### AIM OF THE TASK
Transcribe word for word the lines below from the line with "Give every <instance>" through the line with "139L196 129L189 128L181", ends included.

### ENTRIES PROVIDED
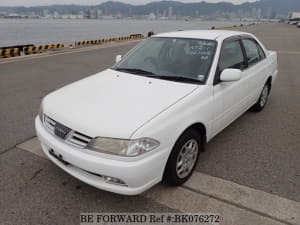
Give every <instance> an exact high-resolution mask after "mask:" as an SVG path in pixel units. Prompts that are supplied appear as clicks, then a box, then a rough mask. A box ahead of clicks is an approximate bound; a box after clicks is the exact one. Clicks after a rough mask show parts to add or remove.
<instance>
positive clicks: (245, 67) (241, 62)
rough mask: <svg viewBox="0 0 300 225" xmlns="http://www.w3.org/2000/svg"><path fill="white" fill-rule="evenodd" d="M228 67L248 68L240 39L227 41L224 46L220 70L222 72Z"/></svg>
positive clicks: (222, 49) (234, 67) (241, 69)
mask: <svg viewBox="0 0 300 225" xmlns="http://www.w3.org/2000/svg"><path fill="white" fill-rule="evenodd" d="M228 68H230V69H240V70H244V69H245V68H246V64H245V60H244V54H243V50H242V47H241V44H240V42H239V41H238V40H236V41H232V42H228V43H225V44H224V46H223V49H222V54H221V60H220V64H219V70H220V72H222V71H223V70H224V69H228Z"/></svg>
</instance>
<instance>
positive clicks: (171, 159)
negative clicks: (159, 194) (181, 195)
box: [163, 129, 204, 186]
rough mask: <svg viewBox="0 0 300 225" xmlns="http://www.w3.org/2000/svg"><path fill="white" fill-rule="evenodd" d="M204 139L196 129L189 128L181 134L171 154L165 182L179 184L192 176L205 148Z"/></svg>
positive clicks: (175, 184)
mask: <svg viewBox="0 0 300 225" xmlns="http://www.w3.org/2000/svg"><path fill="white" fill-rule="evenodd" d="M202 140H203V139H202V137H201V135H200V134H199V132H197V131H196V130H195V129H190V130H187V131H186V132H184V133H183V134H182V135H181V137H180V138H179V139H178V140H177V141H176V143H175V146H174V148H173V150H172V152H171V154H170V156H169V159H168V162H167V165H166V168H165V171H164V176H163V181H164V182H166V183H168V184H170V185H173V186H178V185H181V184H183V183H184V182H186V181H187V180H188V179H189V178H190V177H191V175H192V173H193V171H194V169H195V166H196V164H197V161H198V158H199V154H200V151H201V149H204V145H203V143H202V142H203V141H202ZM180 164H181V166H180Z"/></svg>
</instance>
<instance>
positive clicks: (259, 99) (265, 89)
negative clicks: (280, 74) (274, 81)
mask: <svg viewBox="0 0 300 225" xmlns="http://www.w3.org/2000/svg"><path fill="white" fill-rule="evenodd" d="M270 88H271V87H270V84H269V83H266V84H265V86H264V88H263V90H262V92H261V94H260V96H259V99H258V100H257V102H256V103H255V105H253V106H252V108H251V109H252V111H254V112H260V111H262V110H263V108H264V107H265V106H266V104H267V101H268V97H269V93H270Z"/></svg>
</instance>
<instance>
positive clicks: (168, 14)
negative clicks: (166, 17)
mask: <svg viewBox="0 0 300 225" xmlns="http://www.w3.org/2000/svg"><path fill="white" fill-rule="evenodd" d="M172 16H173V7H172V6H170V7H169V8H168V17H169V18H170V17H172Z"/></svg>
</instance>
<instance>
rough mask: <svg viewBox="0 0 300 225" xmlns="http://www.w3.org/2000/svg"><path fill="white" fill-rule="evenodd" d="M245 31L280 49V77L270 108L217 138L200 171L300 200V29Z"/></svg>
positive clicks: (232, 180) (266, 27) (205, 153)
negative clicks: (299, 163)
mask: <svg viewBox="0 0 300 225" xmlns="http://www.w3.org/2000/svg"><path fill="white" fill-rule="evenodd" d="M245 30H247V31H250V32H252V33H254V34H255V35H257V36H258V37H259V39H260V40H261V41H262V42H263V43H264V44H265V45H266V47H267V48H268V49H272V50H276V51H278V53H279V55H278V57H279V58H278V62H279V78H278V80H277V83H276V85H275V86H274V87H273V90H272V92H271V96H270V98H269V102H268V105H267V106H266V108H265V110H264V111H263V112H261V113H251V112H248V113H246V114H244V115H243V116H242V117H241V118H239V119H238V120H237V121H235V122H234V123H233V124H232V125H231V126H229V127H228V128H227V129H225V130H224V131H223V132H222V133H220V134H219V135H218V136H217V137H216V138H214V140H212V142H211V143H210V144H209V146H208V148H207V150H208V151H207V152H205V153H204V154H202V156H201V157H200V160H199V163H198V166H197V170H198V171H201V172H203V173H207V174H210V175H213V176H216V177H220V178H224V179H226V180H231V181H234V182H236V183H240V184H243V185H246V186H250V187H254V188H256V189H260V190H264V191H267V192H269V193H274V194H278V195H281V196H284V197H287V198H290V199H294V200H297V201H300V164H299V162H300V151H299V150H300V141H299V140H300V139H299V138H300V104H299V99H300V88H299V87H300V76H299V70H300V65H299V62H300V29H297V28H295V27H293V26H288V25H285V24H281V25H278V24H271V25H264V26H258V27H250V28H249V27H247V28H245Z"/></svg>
...
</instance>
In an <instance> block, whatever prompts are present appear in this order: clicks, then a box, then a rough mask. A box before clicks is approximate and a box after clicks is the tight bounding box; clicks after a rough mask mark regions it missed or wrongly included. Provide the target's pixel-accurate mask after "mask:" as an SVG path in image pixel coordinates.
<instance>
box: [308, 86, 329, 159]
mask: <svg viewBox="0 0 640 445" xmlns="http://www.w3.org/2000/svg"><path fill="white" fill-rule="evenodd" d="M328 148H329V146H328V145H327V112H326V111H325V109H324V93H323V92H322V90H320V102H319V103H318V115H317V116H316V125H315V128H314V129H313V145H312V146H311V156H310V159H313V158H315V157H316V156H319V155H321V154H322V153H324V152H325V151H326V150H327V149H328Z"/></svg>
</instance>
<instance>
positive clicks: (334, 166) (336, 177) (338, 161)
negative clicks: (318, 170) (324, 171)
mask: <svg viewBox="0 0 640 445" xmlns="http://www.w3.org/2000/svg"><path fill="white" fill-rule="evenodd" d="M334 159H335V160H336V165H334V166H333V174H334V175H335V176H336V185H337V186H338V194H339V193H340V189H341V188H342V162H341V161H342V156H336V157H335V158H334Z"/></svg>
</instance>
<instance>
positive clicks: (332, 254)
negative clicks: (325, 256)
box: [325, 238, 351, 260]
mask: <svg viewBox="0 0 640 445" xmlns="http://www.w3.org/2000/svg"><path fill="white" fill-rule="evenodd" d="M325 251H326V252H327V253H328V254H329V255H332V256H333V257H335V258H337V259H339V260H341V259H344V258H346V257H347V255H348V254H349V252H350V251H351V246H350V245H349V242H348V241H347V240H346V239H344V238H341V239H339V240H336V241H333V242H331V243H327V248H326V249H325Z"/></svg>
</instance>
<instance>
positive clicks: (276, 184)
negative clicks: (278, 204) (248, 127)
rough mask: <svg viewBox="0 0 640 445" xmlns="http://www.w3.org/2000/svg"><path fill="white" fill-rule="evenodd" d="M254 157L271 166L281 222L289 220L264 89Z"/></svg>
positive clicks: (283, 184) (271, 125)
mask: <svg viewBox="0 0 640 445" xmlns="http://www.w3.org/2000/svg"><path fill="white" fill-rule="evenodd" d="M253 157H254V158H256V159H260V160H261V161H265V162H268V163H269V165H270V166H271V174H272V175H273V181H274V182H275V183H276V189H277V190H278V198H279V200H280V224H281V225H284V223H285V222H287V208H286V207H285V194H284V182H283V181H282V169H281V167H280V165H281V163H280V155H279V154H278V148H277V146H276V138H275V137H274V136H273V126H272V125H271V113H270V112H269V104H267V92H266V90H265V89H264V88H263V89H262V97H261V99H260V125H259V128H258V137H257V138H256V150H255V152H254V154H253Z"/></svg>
* * *
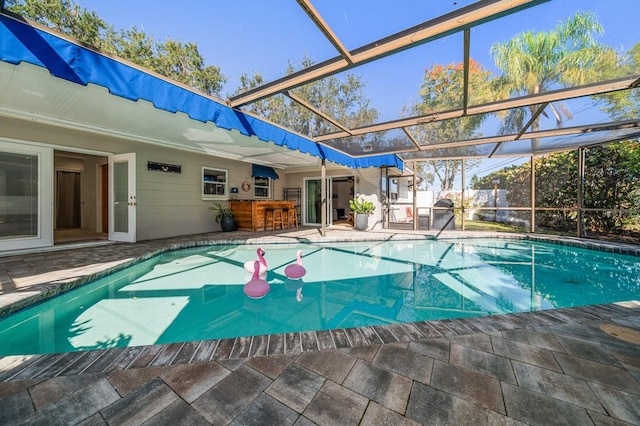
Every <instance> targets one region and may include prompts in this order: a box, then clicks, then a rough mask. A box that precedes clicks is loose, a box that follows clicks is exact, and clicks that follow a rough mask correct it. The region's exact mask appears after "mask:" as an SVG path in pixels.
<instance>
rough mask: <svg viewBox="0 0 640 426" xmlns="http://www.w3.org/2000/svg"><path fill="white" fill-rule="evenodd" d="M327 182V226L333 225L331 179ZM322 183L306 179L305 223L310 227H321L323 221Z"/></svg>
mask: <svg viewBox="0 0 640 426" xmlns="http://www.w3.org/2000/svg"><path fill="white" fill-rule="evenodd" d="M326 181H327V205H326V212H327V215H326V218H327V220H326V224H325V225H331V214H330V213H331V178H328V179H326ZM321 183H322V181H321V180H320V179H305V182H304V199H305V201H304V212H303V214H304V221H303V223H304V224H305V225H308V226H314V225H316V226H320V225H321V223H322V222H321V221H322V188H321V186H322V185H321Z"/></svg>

### RESPONSE AREA
Give every <instance> an exact high-resolution mask after "mask:" as an SVG path in pixel units. Prompts that are supplied appear as clicks, then a box, then a rough mask. A box ahead of clicks is an approximate bound; a box after clicks is the exact one. Clicks after a rough mask show parts to add or remove.
<instance>
positive clicks: (245, 67) (241, 62)
rough mask: <svg viewBox="0 0 300 225" xmlns="http://www.w3.org/2000/svg"><path fill="white" fill-rule="evenodd" d="M228 67L248 68L240 39L227 41L224 46L220 70L222 72Z"/></svg>
positive clicks: (222, 49) (234, 67) (241, 69)
mask: <svg viewBox="0 0 300 225" xmlns="http://www.w3.org/2000/svg"><path fill="white" fill-rule="evenodd" d="M228 68H230V69H240V70H244V69H245V68H246V64H245V60H244V54H243V50H242V47H241V44H240V42H239V41H238V40H236V41H232V42H228V43H225V44H224V46H223V49H222V54H221V60H220V64H219V70H220V72H222V71H223V70H224V69H228Z"/></svg>
</instance>
<instance>
positive clicks: (171, 159)
negative clicks: (159, 194) (181, 195)
box: [163, 129, 204, 186]
rough mask: <svg viewBox="0 0 300 225" xmlns="http://www.w3.org/2000/svg"><path fill="white" fill-rule="evenodd" d="M204 139L196 129L189 128L181 134L171 154L165 182L179 184L192 176L205 148Z"/></svg>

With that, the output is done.